* BEGIN Supplied material *

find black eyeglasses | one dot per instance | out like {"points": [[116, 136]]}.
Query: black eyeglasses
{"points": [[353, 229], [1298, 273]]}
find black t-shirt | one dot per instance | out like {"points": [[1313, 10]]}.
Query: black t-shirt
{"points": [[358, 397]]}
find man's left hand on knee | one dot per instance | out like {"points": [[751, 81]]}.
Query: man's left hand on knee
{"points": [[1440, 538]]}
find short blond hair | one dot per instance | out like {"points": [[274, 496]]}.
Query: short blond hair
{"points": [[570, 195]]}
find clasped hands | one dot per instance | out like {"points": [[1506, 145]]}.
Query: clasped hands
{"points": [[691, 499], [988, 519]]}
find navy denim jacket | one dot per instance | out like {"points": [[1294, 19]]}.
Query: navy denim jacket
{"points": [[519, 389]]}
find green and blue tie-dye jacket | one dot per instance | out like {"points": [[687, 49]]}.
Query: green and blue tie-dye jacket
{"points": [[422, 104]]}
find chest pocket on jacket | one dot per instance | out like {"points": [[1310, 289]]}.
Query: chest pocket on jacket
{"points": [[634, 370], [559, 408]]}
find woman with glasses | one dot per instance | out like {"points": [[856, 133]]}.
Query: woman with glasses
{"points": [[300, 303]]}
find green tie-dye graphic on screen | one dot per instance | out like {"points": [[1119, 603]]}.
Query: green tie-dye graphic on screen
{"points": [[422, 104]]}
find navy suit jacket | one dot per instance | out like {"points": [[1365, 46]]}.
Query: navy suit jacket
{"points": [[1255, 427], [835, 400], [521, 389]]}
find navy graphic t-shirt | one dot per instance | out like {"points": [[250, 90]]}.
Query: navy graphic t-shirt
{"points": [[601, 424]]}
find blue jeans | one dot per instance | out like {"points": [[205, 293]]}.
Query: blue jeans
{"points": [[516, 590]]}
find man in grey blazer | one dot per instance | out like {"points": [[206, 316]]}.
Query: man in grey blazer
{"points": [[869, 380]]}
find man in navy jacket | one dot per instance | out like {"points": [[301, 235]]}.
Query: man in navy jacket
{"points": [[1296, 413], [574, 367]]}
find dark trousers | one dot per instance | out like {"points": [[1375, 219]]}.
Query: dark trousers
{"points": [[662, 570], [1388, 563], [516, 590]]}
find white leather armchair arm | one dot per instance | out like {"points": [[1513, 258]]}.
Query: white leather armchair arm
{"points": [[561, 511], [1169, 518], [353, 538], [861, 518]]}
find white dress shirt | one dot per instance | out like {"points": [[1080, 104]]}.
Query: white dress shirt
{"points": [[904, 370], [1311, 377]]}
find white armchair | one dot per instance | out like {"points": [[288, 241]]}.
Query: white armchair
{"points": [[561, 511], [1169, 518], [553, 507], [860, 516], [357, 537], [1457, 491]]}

* END Supplied material *

Restate every line of the data word for word.

Output of the task:
find black eyeglasses | one dot per instance | out like {"points": [[116, 136]]}.
Query: black eyeglasses
{"points": [[353, 229], [1298, 273]]}
find black t-shirt | one dot per instance | out like {"points": [[1313, 10]]}.
Query: black t-shirt
{"points": [[358, 397]]}
find man's left hand on knee | one dot per instance | out like {"points": [[751, 81]]}.
Query: man's left hand on knee
{"points": [[1440, 538]]}
find short blond hair | one dot per instance | out like {"points": [[274, 496]]}.
Query: short blond hair
{"points": [[570, 195]]}
find clasped hands | one dot per instance | out like {"points": [[1506, 145]]}.
Query: clasped hands
{"points": [[691, 499], [988, 519]]}
find navy denim jacket | one dot per instance | out like {"points": [[1294, 19]]}.
Query: navy denim jacket
{"points": [[519, 389]]}
find green and blue tie-dye jacket | one dot per instance | out like {"points": [[687, 49]]}.
Query: green and blue tie-dye jacket
{"points": [[422, 104]]}
find chest pocket on jacket | one dot per instance | out like {"points": [[1310, 289]]}.
Query: chest pocket on jacket
{"points": [[634, 370], [559, 408]]}
find woman with glasses | one dot per instance | out like {"points": [[856, 133]]}.
Query: woman with glasses
{"points": [[300, 303]]}
find green tie-dye graphic on screen | one dot per instance | out like {"points": [[1119, 603]]}.
Query: green tie-dye graphic on screen
{"points": [[422, 104]]}
find navy suit jacket | one dot per instance | out like {"points": [[1365, 46]]}.
Query: navy suit jacket
{"points": [[1255, 427], [835, 400], [521, 389]]}
find navy graphic t-shirt | one dot per instance | out like {"points": [[250, 90]]}.
Query: navy graphic t-shirt
{"points": [[601, 424]]}
find blue jeans | one dot per instance | out like {"points": [[205, 293]]}.
Query: blue jeans
{"points": [[516, 590]]}
find man in grey blazer | one dot per instance | out like {"points": [[206, 316]]}.
Query: man in grey blazer
{"points": [[869, 380]]}
find man in navy jacket | one dot per instance | out like {"points": [[301, 235]]}.
Query: man in navy jacket
{"points": [[1296, 413], [574, 367]]}
find dark trousers | one dot per instance | out like {"points": [[1375, 219]]}.
Query: dark trousers
{"points": [[662, 570], [1388, 563], [516, 590]]}
find white leather armchair arm | one dot per instance | out like {"points": [[1513, 258]]}.
Query: white leather armchair arm
{"points": [[561, 511], [1169, 518], [353, 538], [861, 518]]}
find white dress shirt | one dot per instance | out like {"points": [[1080, 104]]}.
Query: white dress shirt
{"points": [[904, 370], [1311, 377]]}
find white armchair | one dot per instance | out like {"points": [[288, 241]]}.
Query: white armchair
{"points": [[561, 511], [1169, 518], [553, 507], [860, 516], [357, 537], [1457, 491]]}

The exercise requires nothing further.